(Region annotation entries)
────────────────────

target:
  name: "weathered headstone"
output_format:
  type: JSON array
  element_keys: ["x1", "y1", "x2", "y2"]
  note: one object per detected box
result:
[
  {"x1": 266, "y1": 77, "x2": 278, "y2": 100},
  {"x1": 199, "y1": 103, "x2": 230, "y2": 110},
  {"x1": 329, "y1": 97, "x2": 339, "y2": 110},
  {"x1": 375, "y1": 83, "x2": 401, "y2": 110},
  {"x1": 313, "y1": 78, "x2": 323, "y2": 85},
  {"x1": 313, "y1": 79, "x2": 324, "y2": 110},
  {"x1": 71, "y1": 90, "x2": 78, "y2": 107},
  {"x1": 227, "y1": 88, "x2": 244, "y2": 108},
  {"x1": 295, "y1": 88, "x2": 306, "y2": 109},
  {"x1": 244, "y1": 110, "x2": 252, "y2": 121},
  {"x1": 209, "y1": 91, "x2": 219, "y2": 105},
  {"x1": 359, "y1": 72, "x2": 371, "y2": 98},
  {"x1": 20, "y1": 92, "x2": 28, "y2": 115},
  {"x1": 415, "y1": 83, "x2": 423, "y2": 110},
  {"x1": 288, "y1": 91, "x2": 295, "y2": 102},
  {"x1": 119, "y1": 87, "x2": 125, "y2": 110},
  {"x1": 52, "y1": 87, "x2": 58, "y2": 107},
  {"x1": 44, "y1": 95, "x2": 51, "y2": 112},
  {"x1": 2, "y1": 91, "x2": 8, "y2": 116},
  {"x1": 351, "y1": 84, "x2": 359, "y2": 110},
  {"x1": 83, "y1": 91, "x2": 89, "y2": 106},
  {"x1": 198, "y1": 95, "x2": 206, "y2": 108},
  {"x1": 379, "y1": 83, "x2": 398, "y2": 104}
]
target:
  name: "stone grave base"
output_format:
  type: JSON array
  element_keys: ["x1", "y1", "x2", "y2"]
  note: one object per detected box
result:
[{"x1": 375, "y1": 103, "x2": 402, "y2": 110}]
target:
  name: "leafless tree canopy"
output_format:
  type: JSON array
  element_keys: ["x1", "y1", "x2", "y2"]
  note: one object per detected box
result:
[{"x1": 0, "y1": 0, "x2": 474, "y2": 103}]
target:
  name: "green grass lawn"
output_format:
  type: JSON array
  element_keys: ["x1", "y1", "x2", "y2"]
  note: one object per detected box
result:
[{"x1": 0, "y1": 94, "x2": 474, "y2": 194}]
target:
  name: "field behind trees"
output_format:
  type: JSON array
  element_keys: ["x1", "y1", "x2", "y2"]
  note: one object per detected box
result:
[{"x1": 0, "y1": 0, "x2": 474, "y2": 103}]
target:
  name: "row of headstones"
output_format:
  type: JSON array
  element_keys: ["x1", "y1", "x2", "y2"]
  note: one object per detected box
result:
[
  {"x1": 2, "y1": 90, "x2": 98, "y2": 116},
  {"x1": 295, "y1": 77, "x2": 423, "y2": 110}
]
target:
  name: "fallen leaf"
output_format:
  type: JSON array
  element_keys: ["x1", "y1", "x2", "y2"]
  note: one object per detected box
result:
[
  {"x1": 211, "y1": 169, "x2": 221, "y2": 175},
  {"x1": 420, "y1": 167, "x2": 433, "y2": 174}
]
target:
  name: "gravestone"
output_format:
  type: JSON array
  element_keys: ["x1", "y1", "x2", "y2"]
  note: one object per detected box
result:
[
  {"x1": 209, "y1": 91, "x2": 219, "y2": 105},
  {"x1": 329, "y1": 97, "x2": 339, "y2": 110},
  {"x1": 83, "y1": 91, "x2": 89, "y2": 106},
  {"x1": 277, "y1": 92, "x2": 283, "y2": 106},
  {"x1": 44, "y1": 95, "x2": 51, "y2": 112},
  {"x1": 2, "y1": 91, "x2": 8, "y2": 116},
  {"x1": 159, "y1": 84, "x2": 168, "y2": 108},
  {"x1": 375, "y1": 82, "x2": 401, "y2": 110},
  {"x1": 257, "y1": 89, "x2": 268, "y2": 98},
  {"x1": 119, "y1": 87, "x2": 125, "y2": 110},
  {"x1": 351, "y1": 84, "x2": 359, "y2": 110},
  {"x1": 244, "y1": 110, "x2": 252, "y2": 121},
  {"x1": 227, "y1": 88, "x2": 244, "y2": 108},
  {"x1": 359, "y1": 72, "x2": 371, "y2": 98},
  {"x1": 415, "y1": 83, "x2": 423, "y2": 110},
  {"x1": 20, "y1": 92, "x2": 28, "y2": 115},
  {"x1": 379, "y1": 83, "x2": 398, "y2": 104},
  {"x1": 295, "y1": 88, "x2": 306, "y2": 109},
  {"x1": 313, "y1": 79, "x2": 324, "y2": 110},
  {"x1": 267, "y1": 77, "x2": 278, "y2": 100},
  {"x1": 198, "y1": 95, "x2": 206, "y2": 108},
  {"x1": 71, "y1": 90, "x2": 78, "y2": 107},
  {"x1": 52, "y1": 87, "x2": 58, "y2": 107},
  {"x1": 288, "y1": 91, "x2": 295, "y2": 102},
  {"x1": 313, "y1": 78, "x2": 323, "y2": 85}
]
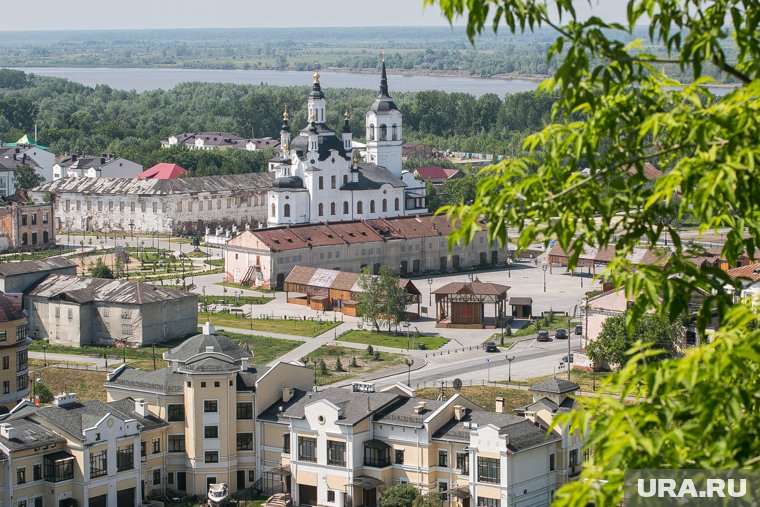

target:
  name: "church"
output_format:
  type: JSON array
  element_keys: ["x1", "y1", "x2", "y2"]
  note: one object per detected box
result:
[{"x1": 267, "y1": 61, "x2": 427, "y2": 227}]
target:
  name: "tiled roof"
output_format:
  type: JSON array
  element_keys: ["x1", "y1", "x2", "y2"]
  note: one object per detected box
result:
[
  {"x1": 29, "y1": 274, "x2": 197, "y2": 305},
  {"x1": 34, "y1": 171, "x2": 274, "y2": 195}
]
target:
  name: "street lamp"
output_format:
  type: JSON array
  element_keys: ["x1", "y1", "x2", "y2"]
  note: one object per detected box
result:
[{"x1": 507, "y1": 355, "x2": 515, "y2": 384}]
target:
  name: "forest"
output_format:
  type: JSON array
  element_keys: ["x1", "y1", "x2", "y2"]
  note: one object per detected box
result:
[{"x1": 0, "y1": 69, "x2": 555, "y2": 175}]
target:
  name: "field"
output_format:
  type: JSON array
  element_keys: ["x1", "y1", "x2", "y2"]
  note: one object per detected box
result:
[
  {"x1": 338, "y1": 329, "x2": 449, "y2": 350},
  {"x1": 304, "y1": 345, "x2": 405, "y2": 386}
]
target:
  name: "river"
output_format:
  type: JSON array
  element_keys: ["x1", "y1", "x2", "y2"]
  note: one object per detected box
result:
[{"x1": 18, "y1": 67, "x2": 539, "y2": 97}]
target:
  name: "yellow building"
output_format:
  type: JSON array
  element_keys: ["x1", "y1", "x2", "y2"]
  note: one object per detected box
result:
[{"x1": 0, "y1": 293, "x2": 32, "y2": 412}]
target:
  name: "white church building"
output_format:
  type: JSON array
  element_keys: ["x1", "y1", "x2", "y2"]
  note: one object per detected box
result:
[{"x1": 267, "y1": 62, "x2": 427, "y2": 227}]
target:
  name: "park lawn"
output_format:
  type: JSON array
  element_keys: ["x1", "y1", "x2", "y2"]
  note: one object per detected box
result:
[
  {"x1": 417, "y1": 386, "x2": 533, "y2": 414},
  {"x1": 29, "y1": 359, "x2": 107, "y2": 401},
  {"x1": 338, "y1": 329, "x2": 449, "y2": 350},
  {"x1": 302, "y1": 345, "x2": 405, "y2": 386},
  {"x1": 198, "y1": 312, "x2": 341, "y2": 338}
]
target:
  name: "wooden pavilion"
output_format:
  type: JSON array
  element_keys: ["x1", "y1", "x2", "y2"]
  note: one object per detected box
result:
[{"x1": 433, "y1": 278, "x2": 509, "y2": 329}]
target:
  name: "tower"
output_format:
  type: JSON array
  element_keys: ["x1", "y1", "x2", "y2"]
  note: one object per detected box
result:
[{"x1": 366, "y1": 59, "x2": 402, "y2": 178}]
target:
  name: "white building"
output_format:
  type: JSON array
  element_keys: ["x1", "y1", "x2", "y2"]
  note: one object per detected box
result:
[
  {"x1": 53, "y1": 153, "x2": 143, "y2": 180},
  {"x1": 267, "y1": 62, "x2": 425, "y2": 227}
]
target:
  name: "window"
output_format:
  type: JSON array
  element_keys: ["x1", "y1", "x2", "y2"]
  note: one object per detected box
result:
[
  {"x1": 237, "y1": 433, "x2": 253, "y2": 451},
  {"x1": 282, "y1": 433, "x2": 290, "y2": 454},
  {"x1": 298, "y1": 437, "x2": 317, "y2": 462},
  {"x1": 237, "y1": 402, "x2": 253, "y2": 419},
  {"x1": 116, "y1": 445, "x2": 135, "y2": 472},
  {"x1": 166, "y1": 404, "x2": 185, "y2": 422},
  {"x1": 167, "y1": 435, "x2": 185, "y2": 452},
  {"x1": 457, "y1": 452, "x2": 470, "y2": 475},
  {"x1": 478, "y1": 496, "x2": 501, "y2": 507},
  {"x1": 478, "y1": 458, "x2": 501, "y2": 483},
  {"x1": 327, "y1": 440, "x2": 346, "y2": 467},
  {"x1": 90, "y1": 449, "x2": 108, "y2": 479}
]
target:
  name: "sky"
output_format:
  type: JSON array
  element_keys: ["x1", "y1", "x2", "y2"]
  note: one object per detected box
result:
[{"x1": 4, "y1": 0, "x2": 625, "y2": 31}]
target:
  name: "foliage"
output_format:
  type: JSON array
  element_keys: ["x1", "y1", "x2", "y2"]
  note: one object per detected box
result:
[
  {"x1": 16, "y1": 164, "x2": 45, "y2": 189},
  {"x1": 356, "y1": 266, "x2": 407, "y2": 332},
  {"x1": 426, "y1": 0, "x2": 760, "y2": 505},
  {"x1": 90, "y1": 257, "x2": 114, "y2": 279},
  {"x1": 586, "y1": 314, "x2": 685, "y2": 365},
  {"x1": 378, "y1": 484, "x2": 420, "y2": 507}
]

────────────────────

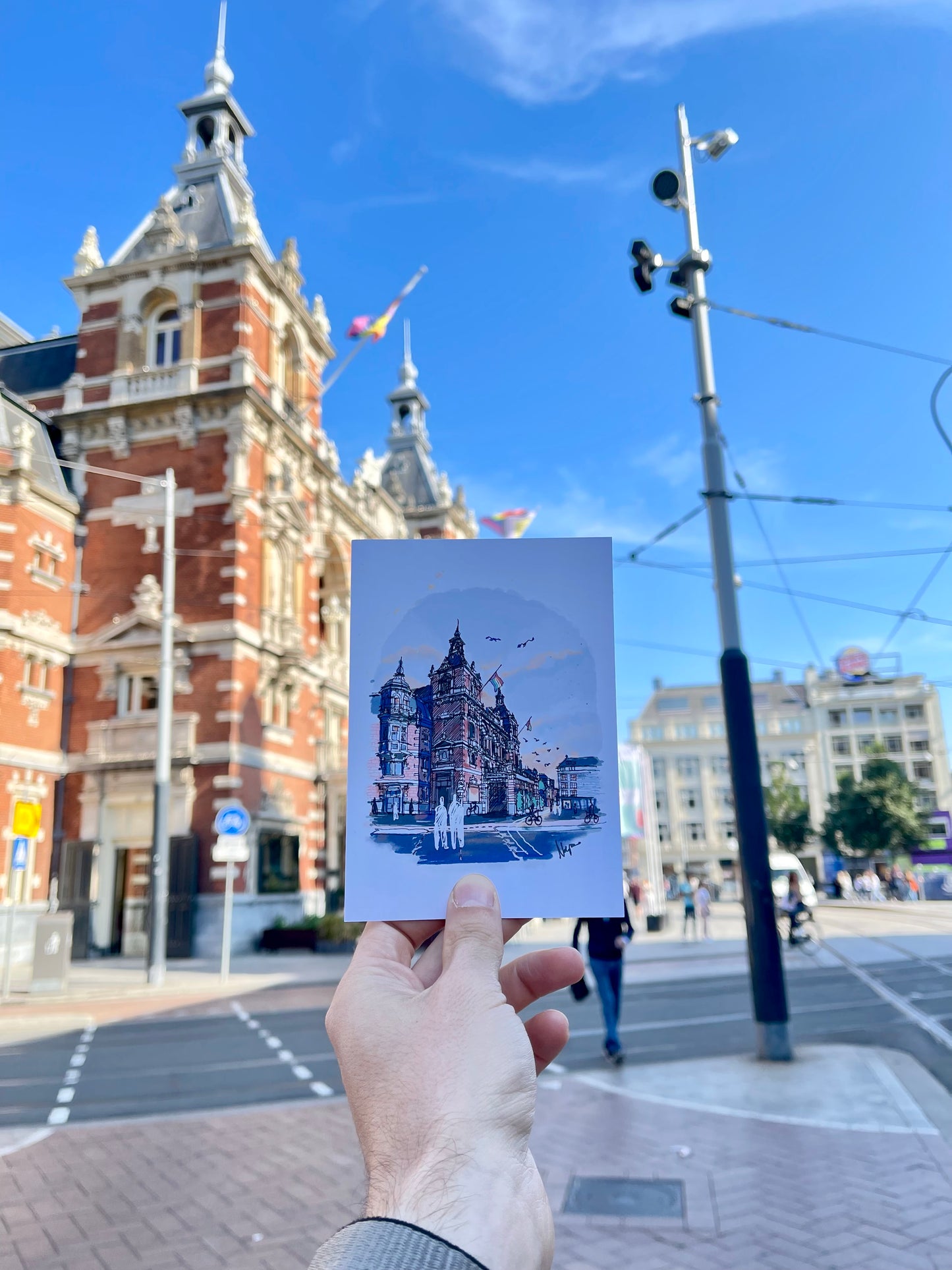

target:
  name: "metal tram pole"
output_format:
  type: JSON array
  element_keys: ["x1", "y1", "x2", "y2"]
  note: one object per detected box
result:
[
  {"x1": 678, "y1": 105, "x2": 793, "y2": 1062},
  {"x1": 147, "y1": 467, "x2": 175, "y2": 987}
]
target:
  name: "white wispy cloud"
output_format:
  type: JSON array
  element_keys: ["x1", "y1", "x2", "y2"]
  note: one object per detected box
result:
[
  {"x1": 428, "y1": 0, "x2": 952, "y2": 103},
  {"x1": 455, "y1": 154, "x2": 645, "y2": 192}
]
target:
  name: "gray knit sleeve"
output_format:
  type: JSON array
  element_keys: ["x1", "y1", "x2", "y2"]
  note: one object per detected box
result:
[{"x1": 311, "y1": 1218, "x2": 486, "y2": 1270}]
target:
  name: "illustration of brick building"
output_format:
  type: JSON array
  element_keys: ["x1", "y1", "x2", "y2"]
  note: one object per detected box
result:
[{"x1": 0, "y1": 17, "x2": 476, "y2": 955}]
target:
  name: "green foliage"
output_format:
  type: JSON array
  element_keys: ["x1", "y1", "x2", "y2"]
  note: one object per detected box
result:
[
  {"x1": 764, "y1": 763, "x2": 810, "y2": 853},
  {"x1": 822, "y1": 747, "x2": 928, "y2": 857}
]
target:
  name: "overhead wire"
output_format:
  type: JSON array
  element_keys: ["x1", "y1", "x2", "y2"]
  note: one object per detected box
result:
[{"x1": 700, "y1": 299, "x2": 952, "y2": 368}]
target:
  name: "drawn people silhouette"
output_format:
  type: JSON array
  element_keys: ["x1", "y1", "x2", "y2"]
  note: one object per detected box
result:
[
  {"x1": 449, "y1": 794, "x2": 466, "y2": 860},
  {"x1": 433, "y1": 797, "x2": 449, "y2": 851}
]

────────────────────

Copy out every line in the items above that contains the word "white". Treat uppercase and lowercase as different.

  name: "white church building"
  name: "white building"
  name: "white wispy cloud"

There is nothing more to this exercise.